• [What needs to be done]:
Make an exact copy of the records below, excluding images.

• [Dataset excerpts]:
+--

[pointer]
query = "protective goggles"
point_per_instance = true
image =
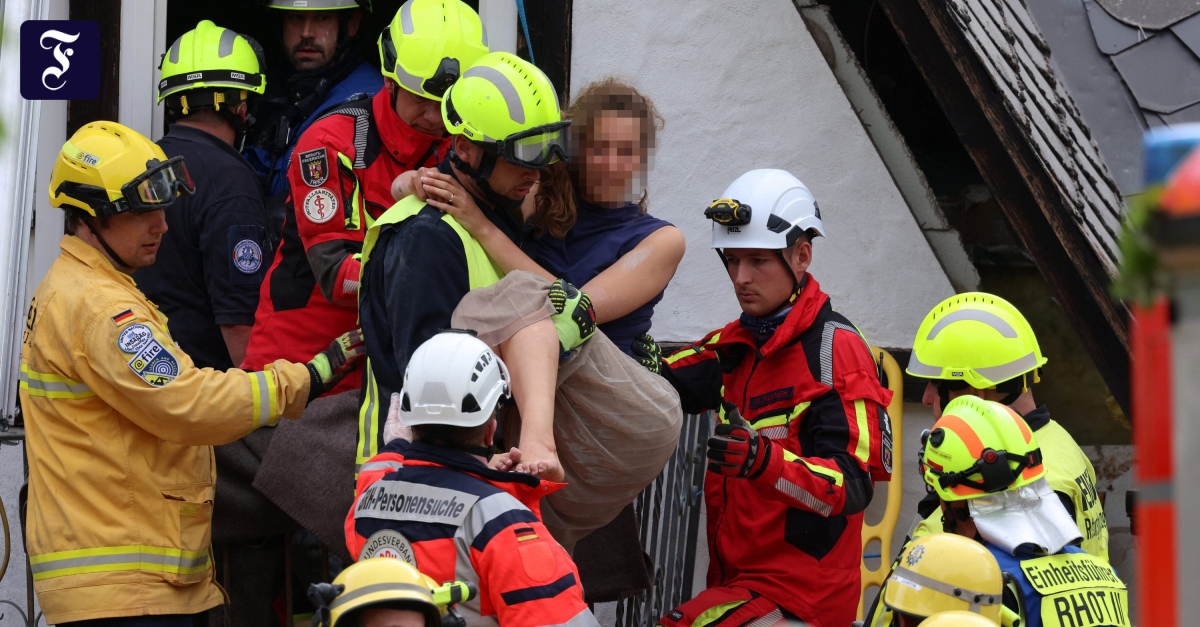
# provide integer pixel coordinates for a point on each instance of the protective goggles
(447, 73)
(727, 212)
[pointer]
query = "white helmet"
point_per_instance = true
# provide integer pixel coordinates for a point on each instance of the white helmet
(453, 378)
(763, 209)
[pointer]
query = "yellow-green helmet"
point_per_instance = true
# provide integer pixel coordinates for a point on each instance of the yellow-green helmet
(429, 43)
(979, 447)
(958, 619)
(508, 106)
(210, 57)
(383, 583)
(977, 338)
(107, 168)
(943, 572)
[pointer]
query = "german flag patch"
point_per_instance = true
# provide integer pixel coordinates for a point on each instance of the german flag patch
(123, 317)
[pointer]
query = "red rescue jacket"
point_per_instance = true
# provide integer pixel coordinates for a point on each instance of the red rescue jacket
(793, 533)
(454, 518)
(340, 177)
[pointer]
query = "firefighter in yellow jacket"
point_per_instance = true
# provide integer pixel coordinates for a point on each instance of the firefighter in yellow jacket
(119, 421)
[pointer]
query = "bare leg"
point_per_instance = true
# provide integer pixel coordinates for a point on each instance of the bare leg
(532, 357)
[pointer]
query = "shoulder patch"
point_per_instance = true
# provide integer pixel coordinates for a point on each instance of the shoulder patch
(247, 256)
(389, 543)
(133, 338)
(315, 167)
(123, 317)
(321, 205)
(155, 364)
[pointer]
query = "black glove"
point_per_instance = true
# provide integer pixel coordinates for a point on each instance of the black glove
(648, 353)
(330, 365)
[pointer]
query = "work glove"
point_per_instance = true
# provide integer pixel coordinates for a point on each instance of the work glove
(574, 316)
(334, 363)
(648, 353)
(738, 451)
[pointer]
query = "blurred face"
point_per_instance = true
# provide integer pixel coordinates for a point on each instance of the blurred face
(761, 279)
(310, 37)
(135, 237)
(420, 113)
(390, 617)
(612, 159)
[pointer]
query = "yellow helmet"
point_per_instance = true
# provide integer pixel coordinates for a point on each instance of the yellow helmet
(429, 43)
(384, 583)
(509, 107)
(977, 338)
(958, 619)
(943, 572)
(210, 57)
(107, 168)
(979, 447)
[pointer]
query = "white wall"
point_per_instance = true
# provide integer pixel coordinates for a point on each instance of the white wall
(742, 85)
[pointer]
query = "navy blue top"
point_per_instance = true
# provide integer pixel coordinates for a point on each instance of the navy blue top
(211, 258)
(598, 239)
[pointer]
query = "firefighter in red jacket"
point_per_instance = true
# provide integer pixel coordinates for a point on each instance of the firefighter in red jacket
(435, 502)
(803, 434)
(341, 174)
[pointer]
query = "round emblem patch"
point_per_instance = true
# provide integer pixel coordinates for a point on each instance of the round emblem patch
(321, 205)
(247, 256)
(133, 338)
(388, 543)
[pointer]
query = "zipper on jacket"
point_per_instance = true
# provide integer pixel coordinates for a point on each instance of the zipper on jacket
(725, 481)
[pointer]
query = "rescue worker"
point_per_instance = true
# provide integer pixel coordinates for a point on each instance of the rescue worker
(505, 126)
(435, 503)
(786, 484)
(119, 421)
(985, 466)
(207, 275)
(981, 345)
(942, 572)
(385, 592)
(341, 179)
(323, 43)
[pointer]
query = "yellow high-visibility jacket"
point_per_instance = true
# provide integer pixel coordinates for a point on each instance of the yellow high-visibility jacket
(120, 427)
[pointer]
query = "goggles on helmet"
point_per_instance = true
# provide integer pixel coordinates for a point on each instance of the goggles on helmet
(437, 84)
(727, 212)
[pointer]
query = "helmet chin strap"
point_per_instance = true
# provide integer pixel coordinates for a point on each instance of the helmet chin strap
(91, 226)
(480, 177)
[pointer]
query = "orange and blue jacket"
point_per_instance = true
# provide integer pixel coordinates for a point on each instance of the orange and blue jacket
(451, 517)
(793, 532)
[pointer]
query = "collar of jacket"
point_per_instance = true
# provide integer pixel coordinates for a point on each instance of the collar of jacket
(401, 141)
(94, 258)
(517, 483)
(805, 310)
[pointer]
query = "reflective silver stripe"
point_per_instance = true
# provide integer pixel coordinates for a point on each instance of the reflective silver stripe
(976, 315)
(493, 76)
(827, 348)
(389, 586)
(53, 386)
(921, 369)
(264, 401)
(177, 561)
(406, 17)
(803, 496)
(390, 466)
(225, 48)
(1009, 370)
(973, 597)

+--

• [Response]:
[pointer]
query = "protective goggles"
point_per_instance = true
image =
# provide integer pixel coordinates for a point on each instance of the protective goggles
(447, 73)
(727, 212)
[pointer]
query = "white helmet"
point_per_instance = true
# provide integer pixel coordinates for a point on each instance of the white helmet
(453, 378)
(763, 209)
[pointer]
query = "yellow-green helmet"
point_per_instance = true
# provide integer pixel coordinates for a point on each instance of the yellow-green helmet
(429, 43)
(979, 447)
(958, 619)
(508, 106)
(210, 57)
(383, 583)
(977, 338)
(107, 168)
(943, 572)
[pointer]
query = "german flag patch"
point_per_instance = true
# provide integer pixel coordinates for a point on each instance of the german flag patch
(123, 317)
[pointer]
query = "red rescue jacket"
point_per_instance = true
# provide integer pixel coordinates for a point on each instance of the red rescue jacket
(793, 533)
(454, 518)
(340, 177)
[pointer]
query = "firefighter in yellow jacket"
point_per_instance = true
# provide integer pixel coordinates for a point on each instance of the firefighter in yellow jacket
(119, 421)
[pointer]
query = "bare leg"
point_per_instance = true
# provide integer pixel coordinates for a point on each instance of the bare leg
(532, 357)
[pointer]
query = "shoulder patch"
point_per_instance = true
# provide integer pixel coordinates for a point on each instance of the shoulder patch
(247, 256)
(389, 543)
(133, 338)
(315, 167)
(123, 317)
(321, 205)
(155, 364)
[pointer]
query = "black glove"
point_per_instance = true
# provide integer pixel coordinates for a point on each instance of the black glove
(648, 353)
(330, 365)
[pointer]
query = "work glove"
point_per_instance = true
# provide integer pixel coordinates for a point on each instance of the work glove
(574, 316)
(334, 363)
(648, 353)
(738, 451)
[pointer]
query = "blurred face"
point_per_instance = true
# provide integer pixel coordinates for a point on each instance of the blurred face
(761, 279)
(310, 37)
(135, 237)
(420, 113)
(390, 617)
(612, 159)
[pointer]
query = "yellow helmet"
point_per_instance = true
# provide integer pixel coordinates for a point on each instance of the yellow helmet
(429, 43)
(384, 583)
(509, 107)
(977, 338)
(958, 619)
(943, 572)
(210, 57)
(107, 168)
(979, 447)
[pointer]
query = "white wall"
point_per_instance = true
# provide integer pixel coordinates for a point on each instance of the white wall
(742, 85)
[pointer]
query = "navy blue top"
point_per_instance = true
# provide integer pixel coordinates for a point on each instance of the navy blue top
(211, 258)
(598, 239)
[pointer]
query = "firefighter in red jacket"
point_per_instance = true
# provide integer pixel coordinates for a point on each instance of the firefighter in red jacket
(435, 502)
(803, 434)
(341, 174)
[pointer]
query = "round emblem patch"
point_per_instance = true
# provide integer pixel coordinates for a point on each instance of the round emblem patch
(321, 205)
(247, 256)
(133, 338)
(388, 543)
[pointer]
query = "zipper on jacket"
point_per_instance = true
# provide integer pixel coordinates for a point on each instance of the zipper on jacket
(725, 481)
[pointer]
query = "rescue worker"
point_per_instance = true
# provide integer pixel coordinates for a point on each instance of the rescue worker
(505, 126)
(435, 503)
(786, 484)
(119, 421)
(985, 466)
(207, 275)
(981, 345)
(942, 572)
(385, 592)
(341, 179)
(323, 43)
[pointer]
query = "yellow high-visibility jacket"
point_per_instance = true
# provide integer pixel coordinates for a point on each instance of the yellow high-visibility jacket
(120, 427)
[pointer]
query = "goggles on helmet"
point_per_instance = true
# provide integer pixel coordinates for a point on each instance of the goggles on helmet
(437, 84)
(727, 212)
[pointer]
query = "helmet chin strap"
point_per_instance = true
# provide integer pixel coordinates for a point on each instance of the helmet chin strap
(91, 226)
(480, 177)
[pointer]
query = "orange and blue jacket"
point_per_instance = true
# provide integer pixel coordinates for a point on each instance of the orange and blue jacket
(451, 517)
(793, 532)
[pointer]
query = "collar of jacket"
point_per_instance = true
# provide integer pixel coordinates for a point on each instance of the collar of jacket
(401, 141)
(94, 258)
(517, 483)
(805, 310)
[pointer]
query = "reflective silver stripe"
point_per_instance = true
# provide integer pixel coordinates for a point on each instance of the reflective silver stripe
(976, 315)
(493, 76)
(827, 348)
(389, 586)
(53, 386)
(921, 369)
(264, 401)
(177, 561)
(406, 17)
(803, 496)
(390, 466)
(225, 48)
(1009, 370)
(973, 597)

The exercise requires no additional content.